┌──

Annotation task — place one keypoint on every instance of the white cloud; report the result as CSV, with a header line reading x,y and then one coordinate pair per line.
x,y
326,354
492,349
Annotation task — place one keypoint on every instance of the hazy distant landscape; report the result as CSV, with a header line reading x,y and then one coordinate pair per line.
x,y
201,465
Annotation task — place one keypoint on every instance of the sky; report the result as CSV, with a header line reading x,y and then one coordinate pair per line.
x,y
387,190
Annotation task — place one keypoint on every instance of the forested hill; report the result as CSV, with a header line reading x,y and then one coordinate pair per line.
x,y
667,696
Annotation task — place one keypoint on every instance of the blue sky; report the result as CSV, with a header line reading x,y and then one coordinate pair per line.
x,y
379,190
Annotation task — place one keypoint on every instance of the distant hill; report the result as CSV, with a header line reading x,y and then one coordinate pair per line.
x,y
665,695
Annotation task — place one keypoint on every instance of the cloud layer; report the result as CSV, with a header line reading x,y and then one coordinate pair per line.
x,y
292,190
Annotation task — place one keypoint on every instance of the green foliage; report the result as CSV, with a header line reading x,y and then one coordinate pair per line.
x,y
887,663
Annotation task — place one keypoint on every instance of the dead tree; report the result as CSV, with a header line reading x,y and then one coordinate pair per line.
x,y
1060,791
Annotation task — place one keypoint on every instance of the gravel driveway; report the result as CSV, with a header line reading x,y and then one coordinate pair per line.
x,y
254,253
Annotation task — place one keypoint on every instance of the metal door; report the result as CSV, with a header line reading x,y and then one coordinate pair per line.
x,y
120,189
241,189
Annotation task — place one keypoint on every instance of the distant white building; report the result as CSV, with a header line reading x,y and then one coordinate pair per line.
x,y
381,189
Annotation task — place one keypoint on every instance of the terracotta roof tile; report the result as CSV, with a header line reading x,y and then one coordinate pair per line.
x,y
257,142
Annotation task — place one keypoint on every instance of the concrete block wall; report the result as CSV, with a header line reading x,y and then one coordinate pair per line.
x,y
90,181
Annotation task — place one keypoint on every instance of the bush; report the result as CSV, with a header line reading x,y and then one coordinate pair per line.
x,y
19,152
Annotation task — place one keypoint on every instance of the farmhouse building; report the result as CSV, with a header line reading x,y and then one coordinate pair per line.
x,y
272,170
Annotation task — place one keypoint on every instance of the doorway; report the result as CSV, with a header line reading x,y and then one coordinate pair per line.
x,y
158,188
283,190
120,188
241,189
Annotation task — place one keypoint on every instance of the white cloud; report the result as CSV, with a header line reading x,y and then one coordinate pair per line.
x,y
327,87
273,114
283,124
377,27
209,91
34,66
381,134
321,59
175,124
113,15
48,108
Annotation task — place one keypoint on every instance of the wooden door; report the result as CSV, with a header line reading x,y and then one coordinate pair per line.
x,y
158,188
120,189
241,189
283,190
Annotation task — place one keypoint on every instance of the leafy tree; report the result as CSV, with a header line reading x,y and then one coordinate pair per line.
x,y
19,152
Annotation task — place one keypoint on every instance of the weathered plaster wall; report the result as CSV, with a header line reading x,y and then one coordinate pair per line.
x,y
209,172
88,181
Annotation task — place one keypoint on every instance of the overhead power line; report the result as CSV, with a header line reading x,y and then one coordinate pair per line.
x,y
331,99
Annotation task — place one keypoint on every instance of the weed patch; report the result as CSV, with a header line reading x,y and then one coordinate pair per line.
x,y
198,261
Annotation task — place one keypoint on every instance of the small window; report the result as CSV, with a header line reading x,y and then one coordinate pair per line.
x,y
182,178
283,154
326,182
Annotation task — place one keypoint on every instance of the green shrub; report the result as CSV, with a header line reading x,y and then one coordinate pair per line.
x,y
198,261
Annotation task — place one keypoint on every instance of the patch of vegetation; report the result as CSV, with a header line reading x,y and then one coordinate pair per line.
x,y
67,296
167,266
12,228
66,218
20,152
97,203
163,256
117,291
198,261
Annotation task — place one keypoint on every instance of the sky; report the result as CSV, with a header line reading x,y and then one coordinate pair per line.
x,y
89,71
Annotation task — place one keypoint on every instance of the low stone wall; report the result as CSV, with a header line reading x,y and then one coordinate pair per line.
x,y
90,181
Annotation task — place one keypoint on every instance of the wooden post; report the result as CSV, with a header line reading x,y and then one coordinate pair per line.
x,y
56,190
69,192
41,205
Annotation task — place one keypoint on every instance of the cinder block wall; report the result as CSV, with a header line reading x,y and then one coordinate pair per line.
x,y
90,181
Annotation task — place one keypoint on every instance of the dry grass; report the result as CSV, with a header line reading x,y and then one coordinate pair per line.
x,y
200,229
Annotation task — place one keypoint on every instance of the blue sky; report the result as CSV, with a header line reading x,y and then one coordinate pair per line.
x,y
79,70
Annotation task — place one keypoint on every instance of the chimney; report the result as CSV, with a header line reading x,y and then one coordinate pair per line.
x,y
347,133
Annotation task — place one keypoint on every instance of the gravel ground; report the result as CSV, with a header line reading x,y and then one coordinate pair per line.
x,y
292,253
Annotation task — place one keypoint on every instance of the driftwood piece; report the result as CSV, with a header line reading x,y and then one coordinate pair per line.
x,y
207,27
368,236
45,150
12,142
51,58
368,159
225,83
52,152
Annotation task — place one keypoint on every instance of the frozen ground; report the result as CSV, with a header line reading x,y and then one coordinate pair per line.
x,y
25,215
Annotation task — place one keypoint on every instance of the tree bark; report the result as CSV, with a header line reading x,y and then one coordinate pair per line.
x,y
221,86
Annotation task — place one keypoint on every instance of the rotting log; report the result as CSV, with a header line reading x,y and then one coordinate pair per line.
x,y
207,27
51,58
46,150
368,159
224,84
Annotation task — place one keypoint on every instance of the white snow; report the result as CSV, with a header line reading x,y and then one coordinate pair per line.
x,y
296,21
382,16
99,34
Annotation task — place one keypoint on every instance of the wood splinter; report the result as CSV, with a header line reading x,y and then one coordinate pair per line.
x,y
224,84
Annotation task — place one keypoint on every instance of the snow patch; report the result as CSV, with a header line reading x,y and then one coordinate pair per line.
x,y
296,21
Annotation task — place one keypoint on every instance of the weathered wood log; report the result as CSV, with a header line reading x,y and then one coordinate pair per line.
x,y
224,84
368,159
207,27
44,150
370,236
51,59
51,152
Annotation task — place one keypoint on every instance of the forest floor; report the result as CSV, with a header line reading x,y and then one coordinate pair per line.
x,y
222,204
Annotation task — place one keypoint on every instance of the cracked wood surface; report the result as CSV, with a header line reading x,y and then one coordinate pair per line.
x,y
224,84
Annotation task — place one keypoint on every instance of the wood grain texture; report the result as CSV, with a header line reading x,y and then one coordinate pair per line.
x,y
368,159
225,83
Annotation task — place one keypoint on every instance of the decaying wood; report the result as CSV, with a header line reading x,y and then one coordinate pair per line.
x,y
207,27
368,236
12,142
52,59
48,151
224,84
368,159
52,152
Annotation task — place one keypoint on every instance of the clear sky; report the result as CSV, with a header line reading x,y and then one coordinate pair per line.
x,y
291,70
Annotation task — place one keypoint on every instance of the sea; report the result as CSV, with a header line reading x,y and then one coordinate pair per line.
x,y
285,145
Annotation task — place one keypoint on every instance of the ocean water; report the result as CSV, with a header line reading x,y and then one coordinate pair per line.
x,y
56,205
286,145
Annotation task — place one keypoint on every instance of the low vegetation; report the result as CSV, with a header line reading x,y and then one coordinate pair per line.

└──

WHAT THE TASK ASKS: Print all of the records above again, word for word and in their original order.

EXPECTED ANSWER:
Annotation task — place one keypoint on every instance of the white cloud; report the result as CSV, with a header line reading x,y and then one coordinate pair per line.
x,y
326,354
492,349
Annotation task — place one keypoint on every instance of the hazy distant landscape; report the result as CSV, with a header line reading x,y and then one coordinate pair per line.
x,y
201,465
Annotation task — place one keypoint on every instance of the sky; report the result as CSV, with a header line reading x,y and then one coordinate pair per line.
x,y
387,190
Annotation task — place one keypoint on every instance of the forested hill; report the result as CSV, with a header line reading x,y and then one coordinate pair per line.
x,y
667,696
Annotation task — place one keypoint on every instance of the blue sky; report the result as CSV, with a header line reading x,y and then one coordinate pair per line.
x,y
379,190
Annotation task — place one keypoint on every instance of the distant hill; report the result as CSV, with a header line reading x,y and then one coordinate pair per line.
x,y
665,695
Annotation task — place one keypoint on every instance of the cloud layer; report the result as CSV, with a header line reading x,y and then one coordinate pair per line.
x,y
292,190
Annotation task — place one keypoint on every instance of the green foliage; report the result as CSV, with a header line reading x,y and then one coordinate pair per line.
x,y
887,663
Annotation task — place one keypoint on every instance of the dead tree; report the result as CSV, with a header line reading x,y and then one coordinate pair per line.
x,y
1060,791
Annotation task — place one keypoint on every instance of the gravel driveway; report the result as CSV, with a header line reading x,y and then one coordinate pair per line.
x,y
254,253
Annotation task — place one keypoint on every instance of the metal door; report the result as CSV, with a header line reading x,y and then one coordinate pair per line.
x,y
120,189
241,189
Annotation task — place one keypoint on every instance of the distant white building; report the result as CSV, with a header line reading x,y and then one coordinate pair per line.
x,y
381,189
Annotation task — place one keypoint on every instance of the terracotta roof tile; report the result as CSV, with a header line reading x,y and then one coordinate pair per line.
x,y
257,142
Annotation task — place one keypoint on every instance of the concrete block wall; report the result as CSV, with a header line reading x,y and then one coordinate pair per line.
x,y
90,181
Annotation task — place one keypoint on every instance of the bush; report the result as CSV, with a header line reading x,y and then one coordinate pair per line.
x,y
19,152
Annotation task — place one keypoint on every instance of the farmhouse building; report the result as CSV, with a header line reading x,y and then one coordinate pair per line.
x,y
272,170
Annotation task — place one keypoint on every instance of the doorway; report the result as CSV, with a header line reading x,y and then one coordinate pair per line.
x,y
158,188
283,190
120,188
241,189
Annotation task — place one keypoint on every instance of the white cloud; report the result as CSV, with a header line reading x,y and then one coordinate pair per line.
x,y
327,87
273,114
283,124
377,27
209,91
34,66
381,134
321,59
175,124
113,15
48,108
Annotation task — place one keypoint on every instance of the wooden door; report the result as CSV, with a header line reading x,y and then one coordinate pair per line.
x,y
158,188
120,189
241,189
283,190
Annotation task — place one keypoint on every instance of the leafy tree; report the result as CSV, with a header line reading x,y and then one coordinate pair per line.
x,y
19,152
Annotation task — place one keypoint on every instance of the weathered plaster wall; report the result as CSV, with a header line reading x,y and then one coordinate pair per line.
x,y
209,172
88,181
Annotation task — place one keypoint on every instance of the overhead power line; report the result as CSV, with a header line reading x,y and then one coordinate pair per line.
x,y
331,99
Annotation task — place one keypoint on every instance of the weed patch; report the result as CSV, with a header line reading x,y and then one coordinate pair per line.
x,y
198,261
Annotation task — place one keypoint on every instance of the small window; report the result as CSV, with a header line reading x,y and then one coordinate pair per line.
x,y
182,178
283,154
326,182
Annotation task — place one keypoint on every instance of the green shrub; report the result as CSV, with a header line reading x,y and then one coordinate pair per line.
x,y
198,261
Annotation task — place one keypoint on every instance of the patch of vegetation; report the result as CSV, with a header line reading x,y and then one coordinate pair per line.
x,y
67,296
167,266
12,228
66,218
20,152
97,203
163,256
117,291
198,261
Annotation task — place one keypoint on every instance of the sky; report the result as CSV, with a header line reading x,y and then one coordinate pair per line.
x,y
89,71
Annotation task — place one keypoint on every instance of the low stone wall; report the result as CSV, with a header line reading x,y and then one coordinate pair per line.
x,y
90,181
Annotation task — place one keypoint on every instance of the wooden post; report the result as CSV, with a header line reading x,y and then one coordinate pair per line.
x,y
56,190
69,192
41,205
Annotation task — place one keypoint on every instance of the cinder block wall; report the result as CSV, with a header line reading x,y and then one coordinate pair per line.
x,y
90,181
Annotation task — place one keypoint on every instance of the dry grass; report the result as CSV, with a header line reading x,y and then one coordinate pair per line.
x,y
200,229
Annotation task — place one keypoint on every instance of the blue sky; report the result as CSV, with a header line reading x,y and then one coordinate pair per line.
x,y
79,70
Annotation task — place one keypoint on every instance of the chimney; report the result as CSV, with a header line reading x,y and then one coordinate pair per line.
x,y
347,133
Annotation task — place one keypoint on every instance of the gravel ground; report the result as CSV, with a header line reading x,y and then one coordinate pair per line.
x,y
292,253
Annotation task — place one keypoint on every instance of the driftwood piece; report the result as CSV, with a header line reading x,y and then one coordinate pair per line.
x,y
207,27
368,236
45,150
12,142
51,58
368,159
225,83
52,152
Annotation task — place one keypoint on every instance of the frozen ground; report the result as CSV, with a header line reading x,y and then one coordinate pair per line.
x,y
25,215
Annotation task — place one keypoint on every instance of the tree bark; report the result as CSV, with a header line reading x,y and then one coordinate pair per line.
x,y
221,86
Annotation task — place one keypoint on every instance of the rotting log; report the result as CSV, with a header line reading x,y and then one coordinate pair per line.
x,y
207,27
51,58
46,150
368,159
224,84
Annotation task — place one keypoint on every instance of the white snow; report the result as CSV, with a header line reading x,y and then one coordinate pair per line.
x,y
296,21
382,16
99,34
Annotation task — place one keypoint on every instance of the wood splinter; report the result as CSV, with a header line reading x,y and then one coordinate pair per line.
x,y
224,84
Annotation task — place one keypoint on every instance of the snow patch; report the result as CSV, with a header line reading x,y and then one coordinate pair per line.
x,y
296,21
Annotation task — place one keypoint on every instance of the weathered wood log; report the result as CSV, with a header line reading x,y and then one coordinate pair per line.
x,y
224,84
368,159
207,27
44,150
370,236
51,59
51,152
Annotation task — place one keypoint on every instance of the forest floor; report the result as CSV, with a header line reading x,y and then one coordinate pair per line.
x,y
222,204
Annotation task — place one keypoint on every instance of the cracked wood surface; report the result as CSV, with a header line reading x,y and then one coordinate pair per line.
x,y
224,84
Annotation task — place one keypoint on every instance of the wood grain texture; report the result as CSV, with a header line reading x,y and then one coordinate pair per line.
x,y
368,159
225,83
Annotation task — place one keypoint on every instance of the decaying wood; report the result as CSV, with a header line reading x,y and then one coordinate pair per line.
x,y
207,27
368,236
12,142
52,59
48,151
224,84
368,159
52,152
Annotation task — place one keypoint on every instance of the clear sky; report the result as CSV, with a header line reading x,y and then one coordinate pair per line.
x,y
291,70
Annotation task — place one keypoint on every instance of the sea; report the result as CSV, with a header line reading x,y and then one coordinate pair per line.
x,y
285,145
Annotation task — place one keypoint on every instance of the ocean water; report the result as CSV, with a header line reading x,y and then one coordinate pair per line.
x,y
56,205
286,145
Annotation task — place one keypoint on every instance of the low vegetation; report the result as CSV, with a header line reading x,y and then one coordinate pair per line.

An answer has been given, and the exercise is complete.